** Exercise objective **
Output every line of the listing below without changing anything.
┏━━
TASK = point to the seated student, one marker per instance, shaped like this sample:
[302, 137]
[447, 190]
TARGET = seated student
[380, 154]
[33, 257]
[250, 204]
┗━━
** Result of this task **
TASK = point to the seated student, one marker per instance, shaped like this sample:
[302, 137]
[447, 190]
TARGET = seated student
[380, 154]
[33, 257]
[250, 204]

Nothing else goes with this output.